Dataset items
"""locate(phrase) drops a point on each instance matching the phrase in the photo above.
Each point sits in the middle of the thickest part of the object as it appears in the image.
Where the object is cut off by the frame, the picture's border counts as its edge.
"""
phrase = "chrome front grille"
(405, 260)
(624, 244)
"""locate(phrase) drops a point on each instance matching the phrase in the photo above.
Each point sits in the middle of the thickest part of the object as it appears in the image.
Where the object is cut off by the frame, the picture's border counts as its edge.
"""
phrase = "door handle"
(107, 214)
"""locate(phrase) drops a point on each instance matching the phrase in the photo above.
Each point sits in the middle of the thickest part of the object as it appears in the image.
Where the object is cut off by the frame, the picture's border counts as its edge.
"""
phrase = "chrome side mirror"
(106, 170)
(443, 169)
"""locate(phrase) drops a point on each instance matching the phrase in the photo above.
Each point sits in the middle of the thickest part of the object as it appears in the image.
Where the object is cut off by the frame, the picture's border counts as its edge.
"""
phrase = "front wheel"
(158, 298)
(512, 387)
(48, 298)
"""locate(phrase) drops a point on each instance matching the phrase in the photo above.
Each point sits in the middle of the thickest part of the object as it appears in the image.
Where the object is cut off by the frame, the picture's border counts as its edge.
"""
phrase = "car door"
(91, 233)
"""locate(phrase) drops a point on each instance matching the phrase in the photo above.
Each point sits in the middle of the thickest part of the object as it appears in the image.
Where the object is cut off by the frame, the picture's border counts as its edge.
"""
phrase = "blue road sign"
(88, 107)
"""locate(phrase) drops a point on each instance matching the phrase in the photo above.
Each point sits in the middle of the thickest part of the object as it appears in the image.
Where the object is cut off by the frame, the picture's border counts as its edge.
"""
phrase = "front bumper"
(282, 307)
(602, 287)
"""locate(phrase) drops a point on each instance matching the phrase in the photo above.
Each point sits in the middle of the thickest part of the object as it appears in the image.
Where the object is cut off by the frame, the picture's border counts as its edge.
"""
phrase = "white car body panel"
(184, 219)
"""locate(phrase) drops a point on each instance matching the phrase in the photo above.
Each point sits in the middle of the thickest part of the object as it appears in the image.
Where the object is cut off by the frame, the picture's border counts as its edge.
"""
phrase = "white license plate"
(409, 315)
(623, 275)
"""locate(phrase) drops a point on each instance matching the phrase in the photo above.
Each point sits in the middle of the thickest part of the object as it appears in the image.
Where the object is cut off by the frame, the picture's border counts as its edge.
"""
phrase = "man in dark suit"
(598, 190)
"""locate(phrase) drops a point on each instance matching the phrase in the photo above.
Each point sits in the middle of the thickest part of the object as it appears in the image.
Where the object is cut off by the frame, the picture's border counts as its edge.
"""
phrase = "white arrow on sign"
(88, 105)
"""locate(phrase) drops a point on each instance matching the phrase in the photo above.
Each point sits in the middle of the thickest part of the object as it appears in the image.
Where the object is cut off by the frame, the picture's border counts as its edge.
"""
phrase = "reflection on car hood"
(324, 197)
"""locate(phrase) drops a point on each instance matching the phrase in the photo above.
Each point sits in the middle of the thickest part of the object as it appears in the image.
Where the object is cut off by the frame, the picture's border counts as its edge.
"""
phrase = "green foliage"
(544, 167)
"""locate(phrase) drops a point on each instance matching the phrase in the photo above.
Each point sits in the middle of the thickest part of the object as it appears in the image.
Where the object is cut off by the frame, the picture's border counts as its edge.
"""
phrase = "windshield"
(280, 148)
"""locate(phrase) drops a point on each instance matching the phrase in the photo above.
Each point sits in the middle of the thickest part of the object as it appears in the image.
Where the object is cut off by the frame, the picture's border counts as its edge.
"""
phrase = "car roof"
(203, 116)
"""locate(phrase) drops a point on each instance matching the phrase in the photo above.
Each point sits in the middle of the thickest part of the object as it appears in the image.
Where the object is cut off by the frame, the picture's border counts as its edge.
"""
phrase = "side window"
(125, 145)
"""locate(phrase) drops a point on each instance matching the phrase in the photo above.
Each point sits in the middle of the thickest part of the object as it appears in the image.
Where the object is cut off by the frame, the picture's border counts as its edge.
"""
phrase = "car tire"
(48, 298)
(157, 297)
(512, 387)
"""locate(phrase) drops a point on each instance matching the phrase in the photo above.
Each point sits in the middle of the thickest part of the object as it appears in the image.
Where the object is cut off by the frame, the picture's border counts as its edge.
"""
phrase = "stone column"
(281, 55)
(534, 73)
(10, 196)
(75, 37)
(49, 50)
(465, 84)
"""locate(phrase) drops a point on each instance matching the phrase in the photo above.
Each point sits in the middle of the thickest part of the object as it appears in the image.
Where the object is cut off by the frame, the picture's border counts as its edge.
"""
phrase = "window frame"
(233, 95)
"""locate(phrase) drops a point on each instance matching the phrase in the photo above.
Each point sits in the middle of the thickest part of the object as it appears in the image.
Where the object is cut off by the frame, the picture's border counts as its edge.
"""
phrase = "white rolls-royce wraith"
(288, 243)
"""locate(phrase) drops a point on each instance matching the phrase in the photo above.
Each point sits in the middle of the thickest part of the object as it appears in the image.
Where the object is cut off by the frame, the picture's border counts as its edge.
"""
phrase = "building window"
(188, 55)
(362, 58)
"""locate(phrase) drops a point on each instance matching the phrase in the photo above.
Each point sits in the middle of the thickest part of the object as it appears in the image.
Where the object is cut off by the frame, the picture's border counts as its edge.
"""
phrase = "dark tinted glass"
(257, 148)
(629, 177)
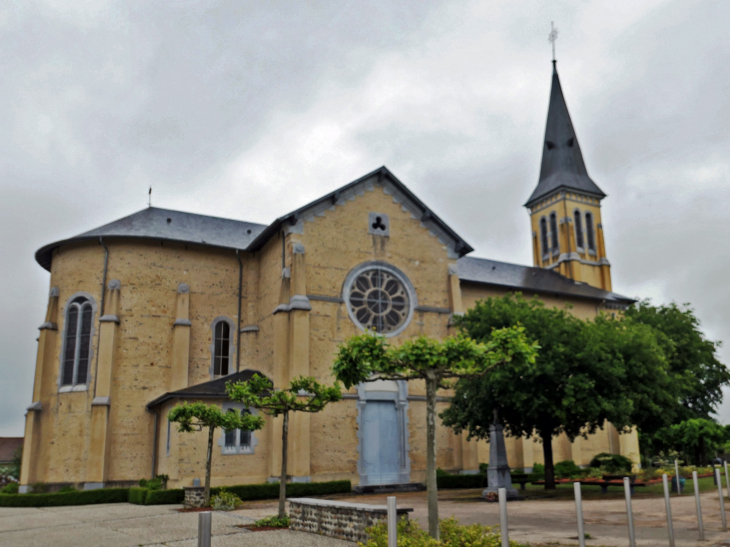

GIVEN INSTRUCTION:
Please pull out each line of the listing above that contains the string "sign". Matching is case-sensitive.

RESPONSE TO THIS EXERCISE:
phrase = "blue road sign"
phrase = "white arrow on sign"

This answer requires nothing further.